== RAW RECORDS ==
● ● ●

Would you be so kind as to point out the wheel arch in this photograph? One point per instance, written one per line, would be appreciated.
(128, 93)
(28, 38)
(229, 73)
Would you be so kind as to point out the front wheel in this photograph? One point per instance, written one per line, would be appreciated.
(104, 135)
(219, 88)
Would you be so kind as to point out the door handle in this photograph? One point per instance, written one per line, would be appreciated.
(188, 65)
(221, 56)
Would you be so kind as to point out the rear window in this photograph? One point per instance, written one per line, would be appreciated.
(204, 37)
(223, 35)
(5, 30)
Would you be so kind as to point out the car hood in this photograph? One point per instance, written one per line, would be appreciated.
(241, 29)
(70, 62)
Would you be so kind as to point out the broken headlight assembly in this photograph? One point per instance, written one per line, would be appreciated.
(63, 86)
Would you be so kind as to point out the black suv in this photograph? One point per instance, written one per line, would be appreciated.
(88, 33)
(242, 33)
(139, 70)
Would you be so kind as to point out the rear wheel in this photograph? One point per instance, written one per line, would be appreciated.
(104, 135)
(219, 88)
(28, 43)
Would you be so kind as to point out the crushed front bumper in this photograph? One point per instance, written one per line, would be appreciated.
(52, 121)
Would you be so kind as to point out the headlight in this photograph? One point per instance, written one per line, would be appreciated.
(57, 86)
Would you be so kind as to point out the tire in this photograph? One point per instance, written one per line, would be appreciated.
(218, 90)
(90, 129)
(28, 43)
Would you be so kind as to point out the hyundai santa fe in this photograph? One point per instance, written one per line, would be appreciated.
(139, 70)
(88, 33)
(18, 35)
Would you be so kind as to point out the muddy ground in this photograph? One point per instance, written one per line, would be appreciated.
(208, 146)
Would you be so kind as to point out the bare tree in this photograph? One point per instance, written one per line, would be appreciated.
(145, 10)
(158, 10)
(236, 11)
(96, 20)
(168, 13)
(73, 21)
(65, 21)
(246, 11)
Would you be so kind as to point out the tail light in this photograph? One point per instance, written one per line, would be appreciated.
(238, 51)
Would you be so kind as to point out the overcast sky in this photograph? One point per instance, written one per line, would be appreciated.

● ● ●

Write out every one of the records above word for word, each on its own line and in the same order.

Would you be so kind as to point out the wheel arch in this photograph? One point per instance, written one per line, would be appreciated.
(128, 93)
(28, 38)
(229, 73)
Would you be so kind as to point out the front wheel in this photograph? One point per instance, written one per line, would be appreciated.
(104, 135)
(219, 88)
Would you be so kind as to point out the door handle in this photograph? One point per instance, written one per line, would be appreciated.
(188, 65)
(221, 56)
Would you be so kind as to point out the rear window in this photograph? One point per instance, written one per line, would be appreciated.
(204, 37)
(223, 35)
(5, 30)
Would you be so kind as to point out the car hood in this photograph? One point per instance, written one per line, would be appreciated.
(241, 29)
(70, 62)
Would you be so kind as to point out the broken headlight assembly in this photograph? One point per instance, written one per line, would be appreciated.
(63, 86)
Would you be so kind as to point out the black suv in this photograph? One point per instance, written one per line, would be appreciated.
(88, 33)
(242, 33)
(139, 70)
Would you be so kind as to point out the rear wheel in this photograph? One point per instance, written one per line, would be appreciated.
(104, 135)
(219, 88)
(28, 43)
Would you be so kind as to point out the crushed front bumper in this photograph? One point per instance, written one per line, would be appreciated.
(52, 121)
Would you be so kind as to point out the headlight in this photograph? One point per instance, written one per line, would be appreciated.
(57, 86)
Would you be so kind as to point out the tire in this photograph? One point per instance, written one per line, would be appreciated.
(218, 90)
(90, 129)
(28, 43)
Would you be so kind as to point out the hyundai santa fe in this photograph? One point per instance, written one per line, would be appreciated.
(139, 70)
(88, 33)
(18, 35)
Would you be so kind as to point out the muddy ground in this photograph? One point per instance, written one per line, would be appreciated.
(208, 146)
Would you be so kind as to point out the bare tree in this photograph? One point per instance, written one per line, would be appreciated.
(145, 10)
(158, 10)
(236, 11)
(96, 20)
(168, 13)
(73, 21)
(65, 21)
(246, 11)
Would you be so kind as to point out the tail light in this photograph? One point per instance, written one per line, would be appreciated.
(238, 51)
Would you be so kind as to point out the overcast sky in this photograph? One point per instance, written one per line, would be appreciated.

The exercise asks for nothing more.